**Excerpt to read**

* BEGIN *

The charity recently submitted its application for its third tender process since the introduction of the Drug and Alcohol Strategy. Prior to that, annual contributions had been given by the States since 1975.
Service director Dave Newman says the charity faced a constant battle to raise funds to provide badly-needed help, with referrals for counselling rising sharply after each lockdown.
The first week of June saw the highest number of new clients for 10 years.
Meanwhile, the charity’s dry house at Brockside in the Grange, is fully booked and two new bedsits are being readied in order to expand capacity.
The States provides about half of the £140,000 running costs each year, while income is derived from the rent charged for rooms at the dry house and charitable donations.
‘We are constantly operating hand-to-mouth,’ Mr Newman said. ‘We have a fantastic facility here but while we’re asset rich, we’re cash poor.

* END *

**Goals**
1. Answer these questions from the article about the charity's funding:
(a) Since what year had the States given the charity annual contributions?
(b) When did the charity see its highest number of new clients for 10 years?
(c) What share of the £140,000 yearly running costs does the States provide?
2. Continue the article about the charity's funding, starting after its last sentence.
The records are separate from the article about the charity's funding.

**Supplied information**
* BEGIN *

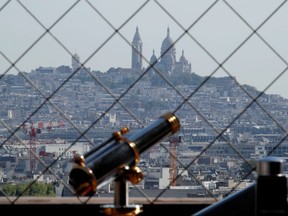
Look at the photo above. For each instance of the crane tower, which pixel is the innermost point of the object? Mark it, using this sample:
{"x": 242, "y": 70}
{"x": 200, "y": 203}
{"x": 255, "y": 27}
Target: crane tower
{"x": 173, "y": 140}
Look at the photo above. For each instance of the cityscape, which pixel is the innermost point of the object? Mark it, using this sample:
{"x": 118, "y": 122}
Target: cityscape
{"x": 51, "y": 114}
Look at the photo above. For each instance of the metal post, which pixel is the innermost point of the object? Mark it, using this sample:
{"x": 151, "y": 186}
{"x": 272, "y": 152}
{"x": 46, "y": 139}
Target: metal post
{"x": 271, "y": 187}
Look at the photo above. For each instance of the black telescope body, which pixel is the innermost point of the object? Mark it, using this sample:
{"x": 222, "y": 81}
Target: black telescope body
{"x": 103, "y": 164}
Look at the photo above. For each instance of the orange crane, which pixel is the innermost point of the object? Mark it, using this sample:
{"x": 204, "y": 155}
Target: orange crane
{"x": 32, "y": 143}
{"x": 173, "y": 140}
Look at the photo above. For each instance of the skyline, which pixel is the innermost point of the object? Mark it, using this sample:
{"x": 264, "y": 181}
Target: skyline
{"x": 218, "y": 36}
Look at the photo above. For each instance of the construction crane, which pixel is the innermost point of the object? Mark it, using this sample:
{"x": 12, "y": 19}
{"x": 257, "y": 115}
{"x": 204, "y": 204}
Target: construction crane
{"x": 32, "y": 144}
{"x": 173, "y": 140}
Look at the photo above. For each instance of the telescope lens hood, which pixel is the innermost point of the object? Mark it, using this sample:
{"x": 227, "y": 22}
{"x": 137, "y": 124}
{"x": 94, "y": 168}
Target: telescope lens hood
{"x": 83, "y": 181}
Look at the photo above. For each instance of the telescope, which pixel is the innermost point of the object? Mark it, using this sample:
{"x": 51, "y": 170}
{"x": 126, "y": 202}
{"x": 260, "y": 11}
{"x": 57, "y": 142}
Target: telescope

* END *

**Results by task**
1.
(a) 1975
(b) The first week of June
(c) About half

2.
‘I always say, tongue-in-cheek, that the biggest pub landlord, tobacconist and bookmaker on the island is the States of Guernsey, so although they provide valuable funding, there is a huge disparity between what they take in duties and what goes out.’
Most clients attend for face-to-
face counselling, usually in hour-long sessions, and they come from a range of socio-economic backgrounds.
‘We swapped to using social media and FaceTime to provide counselling for our existing clients during lockdown,’ Mr Newman said, ‘but we also saw a big rise in concerned individuals getting in touch during that time. This led to a big rise in referrals after lockdown.
‘Anyone can refer someone, but the person who needs the appointment needs to pick up the phone and make it.’
Mr Newman began his counselling work for the service in 1993, when he arrived with a background in psychiatric nursing.
During the 1990s, he said, 80% of clients were men.
However, by the 2000s, the ratio was 50-50.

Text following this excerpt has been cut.